[Object position labeling records]
□ □ □ □ □

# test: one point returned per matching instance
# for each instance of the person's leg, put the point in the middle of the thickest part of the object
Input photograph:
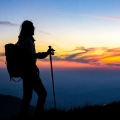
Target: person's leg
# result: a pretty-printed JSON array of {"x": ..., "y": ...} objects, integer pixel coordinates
[
  {"x": 27, "y": 95},
  {"x": 41, "y": 92}
]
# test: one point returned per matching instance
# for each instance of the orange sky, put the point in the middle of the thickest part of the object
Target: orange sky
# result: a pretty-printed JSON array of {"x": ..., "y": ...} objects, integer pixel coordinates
[{"x": 81, "y": 57}]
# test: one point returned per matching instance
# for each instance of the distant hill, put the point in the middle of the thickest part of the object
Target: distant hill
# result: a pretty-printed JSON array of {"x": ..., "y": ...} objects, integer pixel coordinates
[{"x": 10, "y": 107}]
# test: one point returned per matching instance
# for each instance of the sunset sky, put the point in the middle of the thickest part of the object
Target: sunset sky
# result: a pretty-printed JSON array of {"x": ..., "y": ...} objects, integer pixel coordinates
[{"x": 84, "y": 33}]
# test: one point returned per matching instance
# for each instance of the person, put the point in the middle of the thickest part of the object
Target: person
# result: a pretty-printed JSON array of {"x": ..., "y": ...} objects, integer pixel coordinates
[{"x": 30, "y": 71}]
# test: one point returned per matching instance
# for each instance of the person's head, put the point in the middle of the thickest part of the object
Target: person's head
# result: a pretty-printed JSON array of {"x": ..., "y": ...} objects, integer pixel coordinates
[{"x": 27, "y": 28}]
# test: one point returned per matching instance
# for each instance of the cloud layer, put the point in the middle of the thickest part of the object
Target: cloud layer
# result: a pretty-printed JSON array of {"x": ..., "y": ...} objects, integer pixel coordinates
[{"x": 7, "y": 23}]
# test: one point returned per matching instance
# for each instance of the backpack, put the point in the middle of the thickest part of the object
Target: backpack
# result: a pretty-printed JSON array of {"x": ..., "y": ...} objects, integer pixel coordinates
[{"x": 14, "y": 60}]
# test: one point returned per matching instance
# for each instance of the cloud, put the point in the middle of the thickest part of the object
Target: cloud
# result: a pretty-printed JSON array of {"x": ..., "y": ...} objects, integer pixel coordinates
[
  {"x": 95, "y": 56},
  {"x": 2, "y": 54},
  {"x": 7, "y": 23}
]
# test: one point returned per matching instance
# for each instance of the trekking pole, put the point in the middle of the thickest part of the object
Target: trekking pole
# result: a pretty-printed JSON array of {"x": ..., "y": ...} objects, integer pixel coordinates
[{"x": 52, "y": 53}]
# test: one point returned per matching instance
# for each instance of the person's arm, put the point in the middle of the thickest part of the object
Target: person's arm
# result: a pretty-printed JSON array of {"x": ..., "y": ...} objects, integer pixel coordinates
[{"x": 41, "y": 55}]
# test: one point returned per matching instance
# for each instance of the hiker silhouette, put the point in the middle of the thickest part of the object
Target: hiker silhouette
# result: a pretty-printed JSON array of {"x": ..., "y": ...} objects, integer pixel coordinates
[{"x": 30, "y": 73}]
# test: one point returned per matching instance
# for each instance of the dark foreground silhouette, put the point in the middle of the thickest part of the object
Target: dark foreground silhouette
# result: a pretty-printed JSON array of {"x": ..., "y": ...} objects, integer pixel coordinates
[{"x": 10, "y": 107}]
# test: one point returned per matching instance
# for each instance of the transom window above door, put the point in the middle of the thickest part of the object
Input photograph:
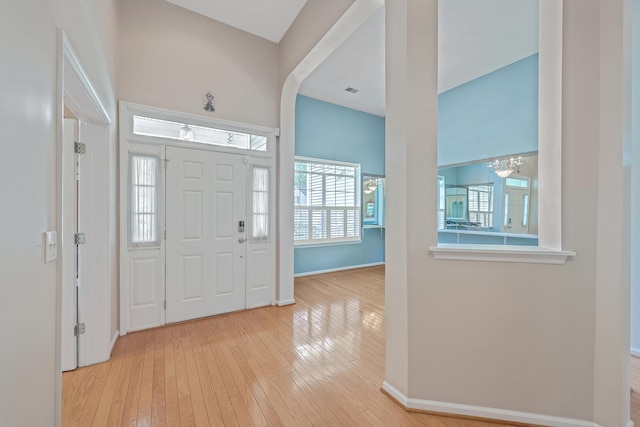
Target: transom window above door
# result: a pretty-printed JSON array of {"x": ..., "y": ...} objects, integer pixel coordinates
[{"x": 148, "y": 126}]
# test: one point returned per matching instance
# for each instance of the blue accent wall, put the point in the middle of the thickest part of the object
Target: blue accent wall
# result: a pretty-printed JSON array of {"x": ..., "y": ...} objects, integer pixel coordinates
[
  {"x": 493, "y": 115},
  {"x": 331, "y": 132}
]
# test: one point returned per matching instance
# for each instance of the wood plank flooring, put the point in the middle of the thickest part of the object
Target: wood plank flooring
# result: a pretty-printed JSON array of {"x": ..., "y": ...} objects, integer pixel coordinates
[{"x": 319, "y": 362}]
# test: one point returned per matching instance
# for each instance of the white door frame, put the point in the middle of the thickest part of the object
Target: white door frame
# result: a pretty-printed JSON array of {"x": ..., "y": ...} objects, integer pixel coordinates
[
  {"x": 76, "y": 93},
  {"x": 146, "y": 265}
]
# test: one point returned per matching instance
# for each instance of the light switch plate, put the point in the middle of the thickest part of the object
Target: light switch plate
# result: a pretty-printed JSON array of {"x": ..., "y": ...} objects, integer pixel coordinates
[{"x": 50, "y": 246}]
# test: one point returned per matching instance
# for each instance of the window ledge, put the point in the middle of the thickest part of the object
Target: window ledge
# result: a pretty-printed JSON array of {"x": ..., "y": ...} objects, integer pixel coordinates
[
  {"x": 500, "y": 253},
  {"x": 321, "y": 244}
]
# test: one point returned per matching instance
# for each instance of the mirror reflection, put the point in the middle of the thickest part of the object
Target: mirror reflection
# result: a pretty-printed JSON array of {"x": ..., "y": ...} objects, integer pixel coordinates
[{"x": 498, "y": 196}]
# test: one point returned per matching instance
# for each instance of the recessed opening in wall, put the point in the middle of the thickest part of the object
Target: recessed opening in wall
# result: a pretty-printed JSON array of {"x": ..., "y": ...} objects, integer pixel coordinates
[
  {"x": 513, "y": 130},
  {"x": 487, "y": 119}
]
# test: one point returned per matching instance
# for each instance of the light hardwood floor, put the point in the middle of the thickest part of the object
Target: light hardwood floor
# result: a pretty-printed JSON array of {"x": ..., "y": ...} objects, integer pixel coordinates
[{"x": 319, "y": 362}]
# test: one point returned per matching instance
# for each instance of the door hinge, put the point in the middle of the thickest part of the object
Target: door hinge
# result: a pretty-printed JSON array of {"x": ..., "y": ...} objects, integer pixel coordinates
[
  {"x": 79, "y": 148},
  {"x": 79, "y": 238},
  {"x": 79, "y": 329}
]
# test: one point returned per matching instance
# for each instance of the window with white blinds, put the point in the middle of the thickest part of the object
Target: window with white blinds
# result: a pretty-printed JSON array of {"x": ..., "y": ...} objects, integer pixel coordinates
[
  {"x": 481, "y": 205},
  {"x": 260, "y": 203},
  {"x": 327, "y": 203},
  {"x": 144, "y": 200}
]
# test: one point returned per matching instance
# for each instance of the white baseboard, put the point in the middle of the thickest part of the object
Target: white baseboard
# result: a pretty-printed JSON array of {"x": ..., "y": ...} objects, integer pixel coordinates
[
  {"x": 483, "y": 412},
  {"x": 113, "y": 342},
  {"x": 331, "y": 270}
]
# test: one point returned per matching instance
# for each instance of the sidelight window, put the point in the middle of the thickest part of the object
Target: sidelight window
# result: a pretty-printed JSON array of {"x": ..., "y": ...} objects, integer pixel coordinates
[{"x": 144, "y": 200}]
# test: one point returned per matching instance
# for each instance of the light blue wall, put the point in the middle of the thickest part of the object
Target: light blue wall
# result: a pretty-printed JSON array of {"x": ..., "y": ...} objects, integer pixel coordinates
[
  {"x": 328, "y": 131},
  {"x": 494, "y": 115}
]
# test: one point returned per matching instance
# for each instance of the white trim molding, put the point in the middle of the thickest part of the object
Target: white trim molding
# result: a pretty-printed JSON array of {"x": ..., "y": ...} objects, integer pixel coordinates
[
  {"x": 500, "y": 253},
  {"x": 113, "y": 341},
  {"x": 484, "y": 412}
]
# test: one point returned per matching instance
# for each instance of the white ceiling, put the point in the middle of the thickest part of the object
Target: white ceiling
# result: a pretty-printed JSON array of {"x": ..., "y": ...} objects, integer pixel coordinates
[
  {"x": 474, "y": 38},
  {"x": 269, "y": 19}
]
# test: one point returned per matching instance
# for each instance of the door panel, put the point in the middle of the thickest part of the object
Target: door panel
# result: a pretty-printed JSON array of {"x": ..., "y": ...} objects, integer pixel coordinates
[{"x": 205, "y": 267}]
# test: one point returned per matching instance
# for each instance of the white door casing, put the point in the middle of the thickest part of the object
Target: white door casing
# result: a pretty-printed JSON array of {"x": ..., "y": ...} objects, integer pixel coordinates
[
  {"x": 69, "y": 342},
  {"x": 514, "y": 211},
  {"x": 205, "y": 245}
]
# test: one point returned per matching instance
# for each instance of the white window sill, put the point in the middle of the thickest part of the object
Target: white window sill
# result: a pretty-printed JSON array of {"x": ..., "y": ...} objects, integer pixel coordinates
[
  {"x": 326, "y": 243},
  {"x": 500, "y": 253}
]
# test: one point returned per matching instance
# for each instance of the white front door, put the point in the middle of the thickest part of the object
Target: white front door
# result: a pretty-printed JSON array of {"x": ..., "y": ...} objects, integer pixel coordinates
[{"x": 205, "y": 237}]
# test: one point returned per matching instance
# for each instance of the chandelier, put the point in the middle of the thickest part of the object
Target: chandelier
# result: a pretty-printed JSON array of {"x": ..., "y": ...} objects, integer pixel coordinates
[{"x": 504, "y": 167}]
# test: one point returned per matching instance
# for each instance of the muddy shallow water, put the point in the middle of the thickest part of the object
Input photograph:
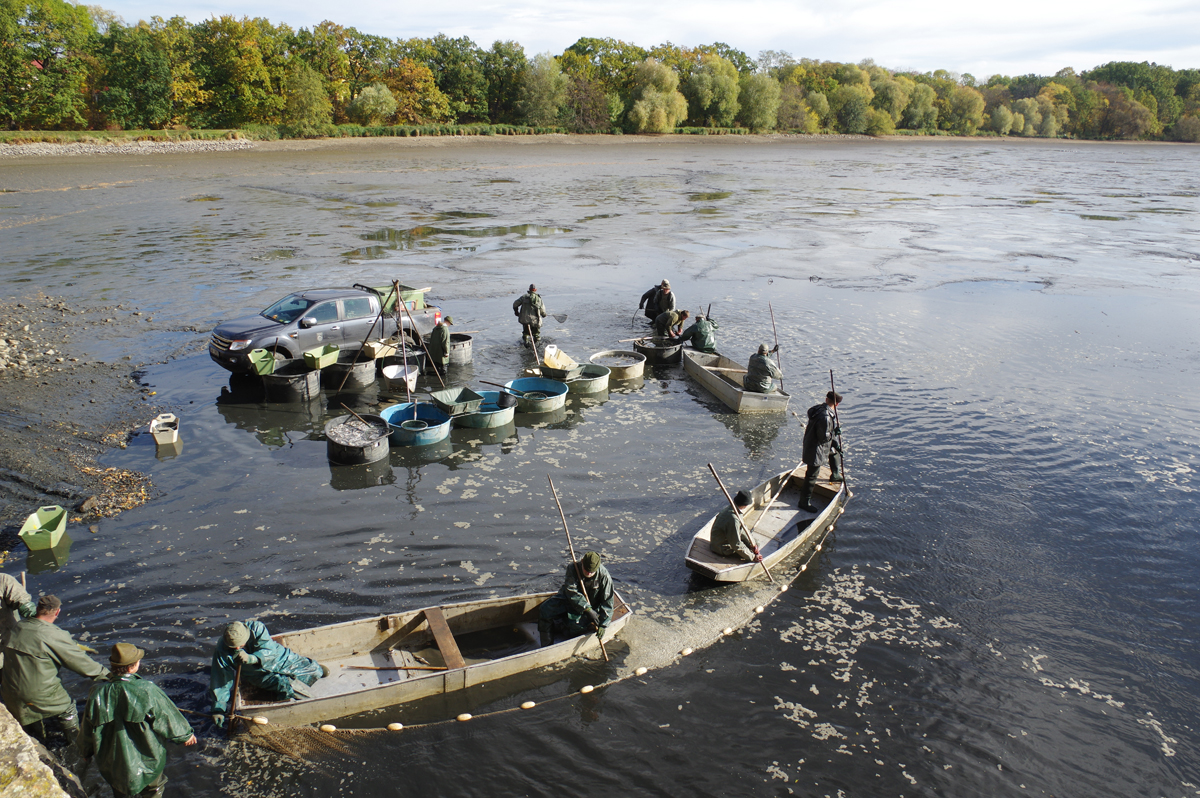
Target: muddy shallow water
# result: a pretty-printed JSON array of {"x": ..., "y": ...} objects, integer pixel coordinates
[{"x": 1007, "y": 607}]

□ □ □ □ □

● **What you are asked to do**: List every line of the records that holds the word "backpack".

● **Reply**:
# for each instance of the backpack, put the point in the middle of the thickest part of the object
Target: backpack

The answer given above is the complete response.